** Start of RECORDS FOR PROCESSING **
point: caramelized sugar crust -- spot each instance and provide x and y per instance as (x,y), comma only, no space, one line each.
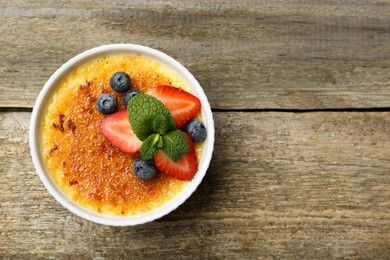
(90,170)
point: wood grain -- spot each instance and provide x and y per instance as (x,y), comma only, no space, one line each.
(280,185)
(245,54)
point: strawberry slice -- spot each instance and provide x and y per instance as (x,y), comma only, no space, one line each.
(183,105)
(184,169)
(117,130)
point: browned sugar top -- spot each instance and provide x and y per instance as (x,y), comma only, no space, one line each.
(88,168)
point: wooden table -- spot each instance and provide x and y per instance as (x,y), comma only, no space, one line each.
(300,92)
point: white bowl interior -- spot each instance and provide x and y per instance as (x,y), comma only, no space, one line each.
(46,93)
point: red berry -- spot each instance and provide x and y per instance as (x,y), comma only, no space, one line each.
(182,105)
(117,130)
(184,169)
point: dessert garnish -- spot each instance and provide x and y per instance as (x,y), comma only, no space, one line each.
(120,82)
(106,104)
(151,125)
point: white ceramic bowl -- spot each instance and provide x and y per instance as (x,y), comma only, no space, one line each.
(37,117)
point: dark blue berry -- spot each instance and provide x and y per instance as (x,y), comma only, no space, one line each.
(144,169)
(106,104)
(128,95)
(196,130)
(120,82)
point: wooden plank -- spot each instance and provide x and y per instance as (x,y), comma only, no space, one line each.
(280,185)
(246,54)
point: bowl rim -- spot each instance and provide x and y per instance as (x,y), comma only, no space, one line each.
(36,121)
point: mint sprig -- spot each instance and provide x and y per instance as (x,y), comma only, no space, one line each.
(142,111)
(154,124)
(175,145)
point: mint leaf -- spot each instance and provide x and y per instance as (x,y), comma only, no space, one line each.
(175,145)
(142,110)
(149,146)
(160,124)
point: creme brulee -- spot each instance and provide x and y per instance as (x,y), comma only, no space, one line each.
(90,170)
** End of RECORDS FOR PROCESSING **
» **TASK DESCRIPTION**: Set out every line of the records above as a numbered list, skipping any blank lines. Leave the pictures out of the list.

» **EXPECTED OUTPUT**:
1. point: caramelized sugar crust -- spot each instance and provide x and y per instance as (x,y), comma only, no space, one line each.
2. (90,170)
3. point: wood grain -- spot each instance and provide x and y per instance as (x,y), comma only, no space, one line each.
4. (280,185)
5. (245,54)
6. point: strawberry slice -- spot each instance and provide x and y per instance as (x,y), comma only, no space, one line each.
7. (183,105)
8. (184,169)
9. (117,130)
10. point: browned sugar top -- spot each instance and provide x and y per instance as (x,y), comma only, no space, one line each.
11. (88,168)
12. point: wooden table -- spot each instance and provide x and y per instance as (x,y), comma only, no space, one line each.
13. (300,92)
14. point: white bowl interior -- spot each instance and provide x and y per instance as (x,y), comma only, no space, one line each.
15. (46,93)
16. point: red berry -- spot each instance and provide x and y per instance as (x,y), comma only, no space, one line each.
17. (182,105)
18. (117,130)
19. (184,169)
20. point: dessert garnish -- spot each instance and provide x and y per instance as (x,y), comma only, no space, one line each.
21. (120,82)
22. (106,104)
23. (151,125)
24. point: white ceramic bowl -- spot each instance and provide x and y per instance as (x,y), comma only, no space, one line each.
25. (37,117)
26. point: dark blue berry -- spot each instance and provide x and y per instance as (x,y), comma only, no space, one line each.
27. (144,169)
28. (106,104)
29. (128,95)
30. (196,130)
31. (120,82)
32. point: wooden plank -- spot each instance and provide x and y per instance as (x,y), comma only, no space, one line each.
33. (280,185)
34. (246,54)
35. point: bowl rim -- spot each instance and provide x and y per instance as (x,y), comma only, no space, one line each.
36. (36,121)
37. point: mint sprig -- spot each instance and provide x and y per instance as (x,y), comma only, no space, one line each.
38. (142,111)
39. (154,124)
40. (175,145)
41. point: mint leaf -- spot each instance and provide x and y per instance as (x,y), comma only, no space, one line each.
42. (175,145)
43. (142,110)
44. (149,146)
45. (160,124)
46. point: creme brulee -- spot each instance and provide x and y per instance as (x,y), comma only, no space, one line each.
47. (90,170)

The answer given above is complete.